The required result is every line of the records that includes "upper".
[Start of Attachment]
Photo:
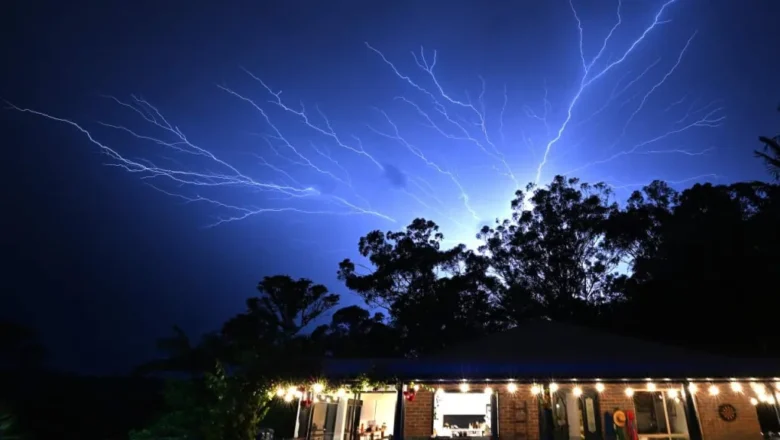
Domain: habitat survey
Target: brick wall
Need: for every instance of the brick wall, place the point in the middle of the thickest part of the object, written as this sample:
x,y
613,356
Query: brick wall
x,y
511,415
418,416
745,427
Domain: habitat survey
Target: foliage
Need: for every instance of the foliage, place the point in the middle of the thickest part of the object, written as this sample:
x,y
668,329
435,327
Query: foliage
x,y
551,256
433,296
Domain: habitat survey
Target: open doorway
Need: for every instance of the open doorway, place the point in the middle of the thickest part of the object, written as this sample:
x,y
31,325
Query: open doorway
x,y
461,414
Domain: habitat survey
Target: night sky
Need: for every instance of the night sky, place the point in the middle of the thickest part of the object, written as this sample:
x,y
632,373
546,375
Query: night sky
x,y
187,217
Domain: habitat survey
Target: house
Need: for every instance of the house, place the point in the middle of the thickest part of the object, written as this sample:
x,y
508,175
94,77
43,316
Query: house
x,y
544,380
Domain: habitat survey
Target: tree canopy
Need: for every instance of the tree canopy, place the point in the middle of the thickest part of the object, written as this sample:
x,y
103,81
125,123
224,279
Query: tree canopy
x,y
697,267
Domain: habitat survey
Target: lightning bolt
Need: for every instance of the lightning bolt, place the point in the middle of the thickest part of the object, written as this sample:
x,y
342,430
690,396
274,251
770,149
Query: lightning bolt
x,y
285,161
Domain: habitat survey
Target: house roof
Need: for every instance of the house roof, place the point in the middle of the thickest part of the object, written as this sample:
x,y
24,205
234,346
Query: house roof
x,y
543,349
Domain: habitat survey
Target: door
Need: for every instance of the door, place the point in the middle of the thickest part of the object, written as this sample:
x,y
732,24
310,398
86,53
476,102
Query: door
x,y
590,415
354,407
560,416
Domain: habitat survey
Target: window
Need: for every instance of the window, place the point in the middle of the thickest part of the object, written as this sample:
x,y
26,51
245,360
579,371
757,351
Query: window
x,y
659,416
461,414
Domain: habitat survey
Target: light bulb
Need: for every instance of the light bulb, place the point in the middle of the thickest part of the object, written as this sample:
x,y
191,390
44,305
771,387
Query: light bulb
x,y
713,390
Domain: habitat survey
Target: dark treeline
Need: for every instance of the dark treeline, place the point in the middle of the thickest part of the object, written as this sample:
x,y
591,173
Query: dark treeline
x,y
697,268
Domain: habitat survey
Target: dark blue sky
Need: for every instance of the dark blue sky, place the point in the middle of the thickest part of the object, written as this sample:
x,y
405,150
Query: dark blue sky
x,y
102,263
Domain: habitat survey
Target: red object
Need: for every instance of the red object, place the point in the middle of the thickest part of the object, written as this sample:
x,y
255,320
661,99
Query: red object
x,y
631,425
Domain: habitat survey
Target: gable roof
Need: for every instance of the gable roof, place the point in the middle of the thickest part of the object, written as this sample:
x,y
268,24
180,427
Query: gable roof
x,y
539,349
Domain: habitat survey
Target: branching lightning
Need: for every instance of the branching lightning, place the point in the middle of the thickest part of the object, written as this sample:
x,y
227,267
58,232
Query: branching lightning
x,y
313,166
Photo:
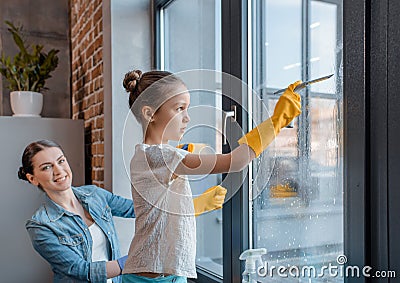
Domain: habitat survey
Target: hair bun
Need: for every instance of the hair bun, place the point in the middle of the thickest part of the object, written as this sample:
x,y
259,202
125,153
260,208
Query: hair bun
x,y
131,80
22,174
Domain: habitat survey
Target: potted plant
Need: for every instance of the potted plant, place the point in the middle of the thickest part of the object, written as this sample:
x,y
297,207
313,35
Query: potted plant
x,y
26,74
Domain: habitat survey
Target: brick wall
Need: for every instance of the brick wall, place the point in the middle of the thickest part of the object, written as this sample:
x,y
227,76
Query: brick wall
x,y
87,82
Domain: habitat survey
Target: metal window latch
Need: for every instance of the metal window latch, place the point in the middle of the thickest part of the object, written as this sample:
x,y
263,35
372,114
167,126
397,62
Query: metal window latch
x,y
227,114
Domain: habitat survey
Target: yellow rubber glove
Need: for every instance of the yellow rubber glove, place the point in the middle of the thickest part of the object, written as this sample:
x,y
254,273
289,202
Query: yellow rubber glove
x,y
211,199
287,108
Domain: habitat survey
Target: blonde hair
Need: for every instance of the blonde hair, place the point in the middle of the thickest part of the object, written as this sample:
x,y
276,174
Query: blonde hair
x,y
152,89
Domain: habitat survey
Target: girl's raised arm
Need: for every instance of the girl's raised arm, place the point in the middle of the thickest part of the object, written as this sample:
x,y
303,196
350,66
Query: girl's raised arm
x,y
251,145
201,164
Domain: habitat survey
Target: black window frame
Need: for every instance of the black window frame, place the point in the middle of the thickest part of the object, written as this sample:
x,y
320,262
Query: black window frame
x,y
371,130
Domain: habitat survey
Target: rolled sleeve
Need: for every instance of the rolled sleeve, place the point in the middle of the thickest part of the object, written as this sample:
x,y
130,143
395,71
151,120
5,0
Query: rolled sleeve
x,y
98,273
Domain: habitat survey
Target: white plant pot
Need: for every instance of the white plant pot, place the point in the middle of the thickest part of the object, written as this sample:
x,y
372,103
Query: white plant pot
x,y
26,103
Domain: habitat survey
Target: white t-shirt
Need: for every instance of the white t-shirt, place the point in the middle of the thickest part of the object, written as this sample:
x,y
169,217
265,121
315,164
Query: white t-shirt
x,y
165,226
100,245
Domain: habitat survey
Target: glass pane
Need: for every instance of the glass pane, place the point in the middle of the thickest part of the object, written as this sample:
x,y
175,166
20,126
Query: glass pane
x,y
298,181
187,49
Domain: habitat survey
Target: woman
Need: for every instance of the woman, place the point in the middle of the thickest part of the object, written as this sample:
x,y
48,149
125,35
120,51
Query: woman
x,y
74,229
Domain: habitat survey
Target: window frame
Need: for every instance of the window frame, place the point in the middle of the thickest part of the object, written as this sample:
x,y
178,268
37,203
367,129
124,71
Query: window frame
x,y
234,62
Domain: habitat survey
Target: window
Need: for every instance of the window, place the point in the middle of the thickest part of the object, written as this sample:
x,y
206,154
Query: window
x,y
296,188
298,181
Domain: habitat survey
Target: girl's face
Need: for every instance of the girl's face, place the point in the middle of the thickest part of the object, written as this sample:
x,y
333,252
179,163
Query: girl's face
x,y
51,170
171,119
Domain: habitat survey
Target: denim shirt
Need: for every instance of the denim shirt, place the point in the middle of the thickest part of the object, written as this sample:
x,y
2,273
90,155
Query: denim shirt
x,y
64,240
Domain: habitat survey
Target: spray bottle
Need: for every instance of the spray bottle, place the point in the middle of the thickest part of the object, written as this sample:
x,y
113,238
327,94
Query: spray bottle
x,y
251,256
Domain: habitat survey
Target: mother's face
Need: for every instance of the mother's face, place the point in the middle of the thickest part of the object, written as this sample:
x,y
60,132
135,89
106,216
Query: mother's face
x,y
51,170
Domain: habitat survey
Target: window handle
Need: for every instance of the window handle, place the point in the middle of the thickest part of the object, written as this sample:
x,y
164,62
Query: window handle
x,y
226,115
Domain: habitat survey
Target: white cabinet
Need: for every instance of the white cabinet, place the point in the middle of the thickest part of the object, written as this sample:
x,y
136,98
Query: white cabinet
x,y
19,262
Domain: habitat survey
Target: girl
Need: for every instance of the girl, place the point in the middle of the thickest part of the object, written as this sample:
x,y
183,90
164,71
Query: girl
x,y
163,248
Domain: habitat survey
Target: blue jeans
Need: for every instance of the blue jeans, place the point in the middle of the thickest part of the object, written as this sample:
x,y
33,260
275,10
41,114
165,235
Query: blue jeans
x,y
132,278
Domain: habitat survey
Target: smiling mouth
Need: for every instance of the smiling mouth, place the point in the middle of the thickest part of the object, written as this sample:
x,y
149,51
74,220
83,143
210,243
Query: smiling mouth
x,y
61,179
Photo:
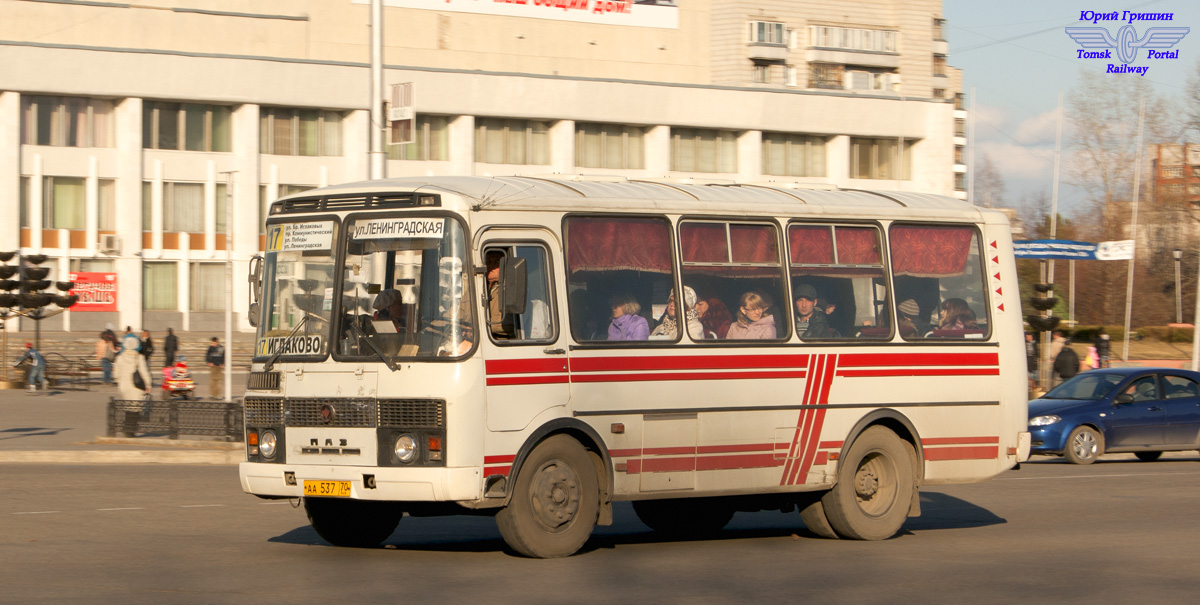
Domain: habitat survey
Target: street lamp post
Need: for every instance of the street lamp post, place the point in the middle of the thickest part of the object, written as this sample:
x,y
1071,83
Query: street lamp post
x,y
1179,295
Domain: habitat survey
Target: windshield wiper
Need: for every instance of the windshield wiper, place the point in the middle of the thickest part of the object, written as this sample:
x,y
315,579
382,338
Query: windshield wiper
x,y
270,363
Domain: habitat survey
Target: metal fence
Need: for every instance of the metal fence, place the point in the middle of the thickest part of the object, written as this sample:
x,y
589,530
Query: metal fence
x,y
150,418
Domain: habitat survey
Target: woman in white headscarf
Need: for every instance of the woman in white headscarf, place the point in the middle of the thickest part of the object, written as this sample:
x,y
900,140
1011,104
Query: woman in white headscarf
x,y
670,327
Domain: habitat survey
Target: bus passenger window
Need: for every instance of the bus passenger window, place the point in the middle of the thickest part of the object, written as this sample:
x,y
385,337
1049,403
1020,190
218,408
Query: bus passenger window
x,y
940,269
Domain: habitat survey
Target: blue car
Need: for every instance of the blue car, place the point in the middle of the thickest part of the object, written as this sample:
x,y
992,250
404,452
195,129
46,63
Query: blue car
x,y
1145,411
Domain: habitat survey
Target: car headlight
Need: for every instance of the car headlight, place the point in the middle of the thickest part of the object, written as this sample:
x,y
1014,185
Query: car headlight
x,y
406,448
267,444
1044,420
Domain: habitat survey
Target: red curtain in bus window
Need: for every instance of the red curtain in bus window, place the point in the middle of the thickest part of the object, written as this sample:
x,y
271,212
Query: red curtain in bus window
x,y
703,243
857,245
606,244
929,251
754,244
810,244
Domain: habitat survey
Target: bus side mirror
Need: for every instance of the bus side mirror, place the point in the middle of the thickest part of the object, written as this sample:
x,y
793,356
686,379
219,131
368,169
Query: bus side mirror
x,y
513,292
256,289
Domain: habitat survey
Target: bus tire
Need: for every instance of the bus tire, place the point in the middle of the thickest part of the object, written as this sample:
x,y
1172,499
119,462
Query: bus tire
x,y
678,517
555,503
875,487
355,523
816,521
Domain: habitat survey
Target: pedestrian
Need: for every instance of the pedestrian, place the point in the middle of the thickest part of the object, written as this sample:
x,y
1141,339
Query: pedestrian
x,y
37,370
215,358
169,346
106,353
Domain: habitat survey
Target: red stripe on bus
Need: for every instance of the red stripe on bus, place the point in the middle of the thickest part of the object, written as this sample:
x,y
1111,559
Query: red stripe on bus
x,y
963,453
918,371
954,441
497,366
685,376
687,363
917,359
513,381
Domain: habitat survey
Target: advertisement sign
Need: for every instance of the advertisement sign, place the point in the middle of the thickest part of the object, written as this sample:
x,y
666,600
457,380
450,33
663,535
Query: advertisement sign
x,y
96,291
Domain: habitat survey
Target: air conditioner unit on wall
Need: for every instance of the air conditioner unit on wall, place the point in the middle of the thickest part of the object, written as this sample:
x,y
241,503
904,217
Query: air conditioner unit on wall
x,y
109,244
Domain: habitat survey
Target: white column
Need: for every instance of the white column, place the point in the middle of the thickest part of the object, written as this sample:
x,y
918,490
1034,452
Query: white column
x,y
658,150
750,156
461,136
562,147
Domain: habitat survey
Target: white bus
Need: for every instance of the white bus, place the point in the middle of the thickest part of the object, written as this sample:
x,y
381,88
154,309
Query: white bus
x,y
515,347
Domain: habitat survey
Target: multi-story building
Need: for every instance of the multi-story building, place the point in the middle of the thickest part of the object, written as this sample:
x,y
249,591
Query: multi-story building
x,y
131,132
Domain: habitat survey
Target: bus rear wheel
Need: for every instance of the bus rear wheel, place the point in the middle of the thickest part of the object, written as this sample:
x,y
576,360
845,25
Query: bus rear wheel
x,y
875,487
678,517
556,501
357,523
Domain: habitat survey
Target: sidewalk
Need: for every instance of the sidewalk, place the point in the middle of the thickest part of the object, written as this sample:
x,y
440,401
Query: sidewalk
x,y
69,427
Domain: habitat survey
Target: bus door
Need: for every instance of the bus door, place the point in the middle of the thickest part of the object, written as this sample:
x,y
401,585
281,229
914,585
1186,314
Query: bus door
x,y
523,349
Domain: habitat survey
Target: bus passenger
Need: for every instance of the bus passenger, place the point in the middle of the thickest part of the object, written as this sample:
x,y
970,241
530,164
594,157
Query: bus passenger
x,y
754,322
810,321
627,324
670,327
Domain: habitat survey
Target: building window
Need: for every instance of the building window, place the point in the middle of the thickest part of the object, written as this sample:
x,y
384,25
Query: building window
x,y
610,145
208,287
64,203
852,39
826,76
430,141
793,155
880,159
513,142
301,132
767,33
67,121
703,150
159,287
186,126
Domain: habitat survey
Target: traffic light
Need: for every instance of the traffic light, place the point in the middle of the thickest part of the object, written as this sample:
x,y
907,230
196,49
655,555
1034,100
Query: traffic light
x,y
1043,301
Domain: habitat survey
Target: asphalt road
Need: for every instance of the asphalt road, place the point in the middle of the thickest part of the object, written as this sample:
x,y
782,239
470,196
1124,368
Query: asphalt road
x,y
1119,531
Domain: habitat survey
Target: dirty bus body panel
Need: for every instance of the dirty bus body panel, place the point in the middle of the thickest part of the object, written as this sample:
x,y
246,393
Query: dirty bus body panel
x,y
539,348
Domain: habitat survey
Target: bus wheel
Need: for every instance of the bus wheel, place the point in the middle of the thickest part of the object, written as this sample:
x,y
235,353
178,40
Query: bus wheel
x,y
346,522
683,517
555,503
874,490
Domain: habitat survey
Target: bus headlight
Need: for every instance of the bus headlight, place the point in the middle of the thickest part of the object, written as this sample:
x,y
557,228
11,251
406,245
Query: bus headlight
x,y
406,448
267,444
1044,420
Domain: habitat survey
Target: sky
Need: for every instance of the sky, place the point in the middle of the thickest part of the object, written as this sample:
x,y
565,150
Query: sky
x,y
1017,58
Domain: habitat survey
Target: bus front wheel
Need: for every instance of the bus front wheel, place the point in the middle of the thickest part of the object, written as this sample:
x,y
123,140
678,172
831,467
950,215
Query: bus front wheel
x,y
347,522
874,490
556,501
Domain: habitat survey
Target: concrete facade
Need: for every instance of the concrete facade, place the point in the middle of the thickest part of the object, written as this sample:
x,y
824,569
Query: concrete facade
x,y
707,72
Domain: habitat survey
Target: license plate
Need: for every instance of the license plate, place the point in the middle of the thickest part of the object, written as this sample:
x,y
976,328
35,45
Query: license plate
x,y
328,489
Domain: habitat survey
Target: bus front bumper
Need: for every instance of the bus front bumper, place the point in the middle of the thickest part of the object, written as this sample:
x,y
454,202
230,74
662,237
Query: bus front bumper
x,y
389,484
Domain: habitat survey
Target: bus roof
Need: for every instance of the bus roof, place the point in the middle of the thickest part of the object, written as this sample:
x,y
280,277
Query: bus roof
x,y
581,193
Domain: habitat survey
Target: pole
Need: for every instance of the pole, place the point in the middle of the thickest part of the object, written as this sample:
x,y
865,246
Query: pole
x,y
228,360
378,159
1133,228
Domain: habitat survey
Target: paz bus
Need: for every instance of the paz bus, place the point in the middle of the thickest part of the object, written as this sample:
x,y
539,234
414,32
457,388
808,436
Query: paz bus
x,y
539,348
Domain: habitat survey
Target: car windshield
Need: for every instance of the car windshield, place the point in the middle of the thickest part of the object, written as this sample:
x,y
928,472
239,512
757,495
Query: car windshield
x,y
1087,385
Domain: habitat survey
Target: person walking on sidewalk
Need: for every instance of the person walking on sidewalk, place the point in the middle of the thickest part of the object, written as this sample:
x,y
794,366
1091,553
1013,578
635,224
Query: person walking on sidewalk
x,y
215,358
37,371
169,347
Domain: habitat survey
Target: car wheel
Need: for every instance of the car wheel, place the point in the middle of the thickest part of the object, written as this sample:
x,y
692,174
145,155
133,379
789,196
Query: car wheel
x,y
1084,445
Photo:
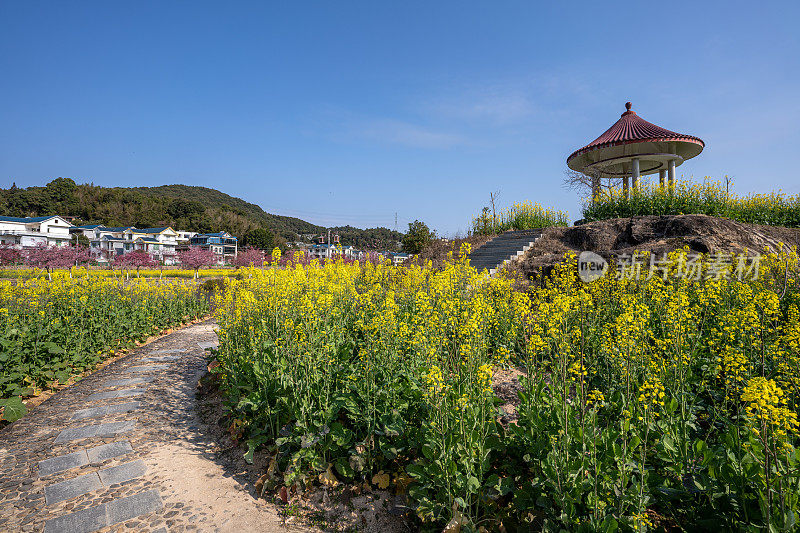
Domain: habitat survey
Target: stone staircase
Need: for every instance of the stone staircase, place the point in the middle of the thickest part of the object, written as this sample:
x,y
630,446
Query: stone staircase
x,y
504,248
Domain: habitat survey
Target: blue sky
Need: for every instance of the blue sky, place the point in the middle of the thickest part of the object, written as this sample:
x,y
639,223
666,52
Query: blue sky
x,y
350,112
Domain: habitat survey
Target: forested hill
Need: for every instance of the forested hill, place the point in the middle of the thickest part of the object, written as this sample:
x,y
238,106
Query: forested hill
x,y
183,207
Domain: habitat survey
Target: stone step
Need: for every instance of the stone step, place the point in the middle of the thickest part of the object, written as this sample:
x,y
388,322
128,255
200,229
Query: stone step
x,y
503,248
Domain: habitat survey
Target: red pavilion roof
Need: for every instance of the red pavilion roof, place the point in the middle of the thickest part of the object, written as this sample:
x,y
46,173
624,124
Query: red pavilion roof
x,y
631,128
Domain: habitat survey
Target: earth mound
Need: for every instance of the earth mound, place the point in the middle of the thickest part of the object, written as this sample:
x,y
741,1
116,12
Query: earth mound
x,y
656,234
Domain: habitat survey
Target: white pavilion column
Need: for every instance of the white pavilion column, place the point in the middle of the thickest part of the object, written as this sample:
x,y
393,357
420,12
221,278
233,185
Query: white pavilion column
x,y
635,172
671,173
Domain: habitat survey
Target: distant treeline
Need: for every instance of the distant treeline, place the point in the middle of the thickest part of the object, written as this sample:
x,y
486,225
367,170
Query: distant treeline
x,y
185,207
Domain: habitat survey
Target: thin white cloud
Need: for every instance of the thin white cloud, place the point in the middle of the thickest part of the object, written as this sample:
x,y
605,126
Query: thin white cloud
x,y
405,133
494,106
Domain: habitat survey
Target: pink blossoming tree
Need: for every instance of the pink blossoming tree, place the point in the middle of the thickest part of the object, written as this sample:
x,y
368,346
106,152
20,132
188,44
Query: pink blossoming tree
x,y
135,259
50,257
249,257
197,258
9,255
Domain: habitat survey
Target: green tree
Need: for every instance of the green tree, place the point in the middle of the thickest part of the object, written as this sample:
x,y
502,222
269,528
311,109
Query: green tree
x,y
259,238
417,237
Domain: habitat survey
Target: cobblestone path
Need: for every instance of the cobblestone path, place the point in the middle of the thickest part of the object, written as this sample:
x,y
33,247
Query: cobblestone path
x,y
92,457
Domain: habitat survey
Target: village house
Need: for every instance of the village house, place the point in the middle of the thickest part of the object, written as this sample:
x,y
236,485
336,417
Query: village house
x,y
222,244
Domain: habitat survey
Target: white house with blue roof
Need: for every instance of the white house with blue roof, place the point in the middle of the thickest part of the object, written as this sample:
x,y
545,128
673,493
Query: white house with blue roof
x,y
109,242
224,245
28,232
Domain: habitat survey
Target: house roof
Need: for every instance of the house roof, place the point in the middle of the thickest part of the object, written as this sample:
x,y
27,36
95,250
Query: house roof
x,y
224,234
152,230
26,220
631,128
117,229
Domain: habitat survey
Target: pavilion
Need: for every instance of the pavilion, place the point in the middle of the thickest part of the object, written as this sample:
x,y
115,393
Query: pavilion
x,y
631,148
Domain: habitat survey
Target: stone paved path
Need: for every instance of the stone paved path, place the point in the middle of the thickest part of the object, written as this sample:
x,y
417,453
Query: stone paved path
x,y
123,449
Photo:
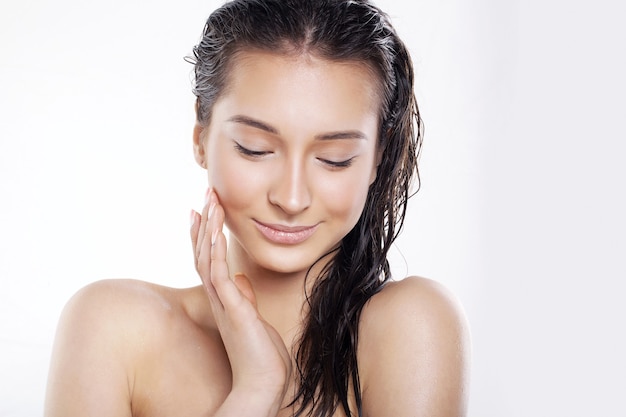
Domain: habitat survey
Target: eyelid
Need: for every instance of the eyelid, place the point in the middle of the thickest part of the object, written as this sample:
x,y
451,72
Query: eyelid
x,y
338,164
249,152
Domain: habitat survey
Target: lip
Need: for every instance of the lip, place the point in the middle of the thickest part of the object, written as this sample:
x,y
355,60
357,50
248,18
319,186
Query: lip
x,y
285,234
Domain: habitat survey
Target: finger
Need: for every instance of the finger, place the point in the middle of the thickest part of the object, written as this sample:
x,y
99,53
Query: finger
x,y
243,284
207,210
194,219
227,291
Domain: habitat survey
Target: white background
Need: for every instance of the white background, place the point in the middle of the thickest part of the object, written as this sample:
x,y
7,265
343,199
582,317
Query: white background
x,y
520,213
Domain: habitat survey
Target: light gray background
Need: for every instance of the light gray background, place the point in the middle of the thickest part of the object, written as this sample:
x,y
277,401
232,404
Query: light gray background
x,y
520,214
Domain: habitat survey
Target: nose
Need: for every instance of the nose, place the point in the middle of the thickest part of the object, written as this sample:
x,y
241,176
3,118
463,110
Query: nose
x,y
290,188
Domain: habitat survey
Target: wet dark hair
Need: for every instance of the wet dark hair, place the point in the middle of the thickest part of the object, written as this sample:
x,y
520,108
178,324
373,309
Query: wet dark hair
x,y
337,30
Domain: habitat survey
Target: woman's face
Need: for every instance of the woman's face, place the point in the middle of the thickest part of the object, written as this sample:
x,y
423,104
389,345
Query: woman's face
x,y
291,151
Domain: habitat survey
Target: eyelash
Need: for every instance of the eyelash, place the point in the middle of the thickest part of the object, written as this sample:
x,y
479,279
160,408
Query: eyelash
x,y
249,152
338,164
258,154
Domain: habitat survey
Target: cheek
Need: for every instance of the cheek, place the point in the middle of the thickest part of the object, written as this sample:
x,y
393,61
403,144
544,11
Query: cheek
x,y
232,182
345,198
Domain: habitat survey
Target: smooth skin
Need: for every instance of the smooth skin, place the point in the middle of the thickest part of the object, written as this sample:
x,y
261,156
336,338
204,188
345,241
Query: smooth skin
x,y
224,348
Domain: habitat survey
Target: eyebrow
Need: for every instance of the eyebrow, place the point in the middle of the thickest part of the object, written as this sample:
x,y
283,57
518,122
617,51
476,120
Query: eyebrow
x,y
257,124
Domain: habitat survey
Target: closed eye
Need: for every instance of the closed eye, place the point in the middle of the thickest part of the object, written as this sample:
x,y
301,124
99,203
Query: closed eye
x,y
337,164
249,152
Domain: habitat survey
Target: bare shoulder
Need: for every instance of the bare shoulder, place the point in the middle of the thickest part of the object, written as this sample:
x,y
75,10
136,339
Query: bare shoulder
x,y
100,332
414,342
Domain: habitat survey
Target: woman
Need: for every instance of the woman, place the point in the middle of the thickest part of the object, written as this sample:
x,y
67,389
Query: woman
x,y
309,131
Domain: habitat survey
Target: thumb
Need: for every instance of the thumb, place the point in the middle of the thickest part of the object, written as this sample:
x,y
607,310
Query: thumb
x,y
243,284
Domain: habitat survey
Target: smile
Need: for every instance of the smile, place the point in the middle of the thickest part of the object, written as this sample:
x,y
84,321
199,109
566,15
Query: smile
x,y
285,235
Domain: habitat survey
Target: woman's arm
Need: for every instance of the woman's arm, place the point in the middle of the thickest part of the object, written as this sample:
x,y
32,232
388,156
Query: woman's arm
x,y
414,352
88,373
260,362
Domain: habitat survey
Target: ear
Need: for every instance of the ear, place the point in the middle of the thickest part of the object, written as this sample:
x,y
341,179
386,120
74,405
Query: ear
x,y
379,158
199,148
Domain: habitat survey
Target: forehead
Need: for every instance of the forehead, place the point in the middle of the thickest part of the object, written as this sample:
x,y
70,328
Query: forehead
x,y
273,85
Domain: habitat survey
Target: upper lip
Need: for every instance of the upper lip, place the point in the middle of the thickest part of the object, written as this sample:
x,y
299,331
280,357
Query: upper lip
[End of Attachment]
- **The answer**
Target: upper lip
Need: for every instance of the upper lip, place the point in the middle of the thickest part of the object, written as this sample:
Query: upper lip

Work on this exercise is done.